**TRY IT**
The lines to copy are those with "paver" in them. Pull each one from the entries below.

START DATA FOR THIS TASK

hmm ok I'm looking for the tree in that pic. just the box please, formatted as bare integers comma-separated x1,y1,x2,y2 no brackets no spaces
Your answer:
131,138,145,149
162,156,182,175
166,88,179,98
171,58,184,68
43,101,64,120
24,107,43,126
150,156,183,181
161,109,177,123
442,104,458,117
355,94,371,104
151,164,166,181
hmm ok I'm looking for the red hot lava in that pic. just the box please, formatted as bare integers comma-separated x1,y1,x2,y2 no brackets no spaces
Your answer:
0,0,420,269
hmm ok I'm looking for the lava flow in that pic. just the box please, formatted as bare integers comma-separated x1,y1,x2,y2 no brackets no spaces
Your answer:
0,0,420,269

END DATA FOR THIS TASK
START DATA FOR THIS TASK

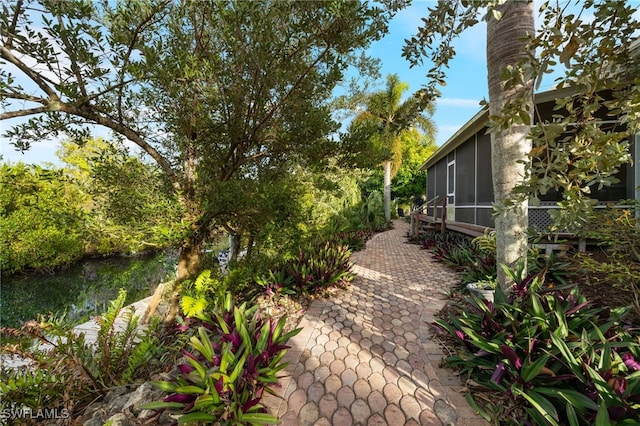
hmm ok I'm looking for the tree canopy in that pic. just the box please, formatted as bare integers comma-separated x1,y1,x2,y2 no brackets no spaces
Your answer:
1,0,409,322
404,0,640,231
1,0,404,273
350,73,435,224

END DATA FOR THIS TASK
START DATA FOR THIS TASK

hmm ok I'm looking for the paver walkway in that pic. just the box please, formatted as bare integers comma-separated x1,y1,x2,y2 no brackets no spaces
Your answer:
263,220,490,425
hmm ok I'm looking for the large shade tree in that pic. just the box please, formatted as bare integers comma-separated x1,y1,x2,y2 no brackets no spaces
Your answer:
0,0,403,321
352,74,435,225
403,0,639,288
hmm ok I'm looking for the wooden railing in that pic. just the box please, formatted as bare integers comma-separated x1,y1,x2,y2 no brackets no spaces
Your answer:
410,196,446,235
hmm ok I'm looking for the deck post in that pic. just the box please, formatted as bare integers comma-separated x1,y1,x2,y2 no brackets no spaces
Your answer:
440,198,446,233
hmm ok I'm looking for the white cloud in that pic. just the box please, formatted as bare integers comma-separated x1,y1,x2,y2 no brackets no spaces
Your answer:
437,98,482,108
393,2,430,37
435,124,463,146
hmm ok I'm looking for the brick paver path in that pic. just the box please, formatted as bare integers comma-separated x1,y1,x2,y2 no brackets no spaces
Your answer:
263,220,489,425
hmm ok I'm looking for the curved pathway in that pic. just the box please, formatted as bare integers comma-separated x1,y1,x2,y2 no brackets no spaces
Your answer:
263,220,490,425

END DATA FOR THIS TASK

**RESULT**
hmm ok I'm looking for the paver walkway in that pic. just the box please, formatted as bare integers comma-separated x1,y1,x2,y2 no brackets no spaces
hmm ok I'm looking for the brick paver path in that pic. just the box please, formatted as bare integers comma-separated x1,y1,x2,y2 no brackets no spaces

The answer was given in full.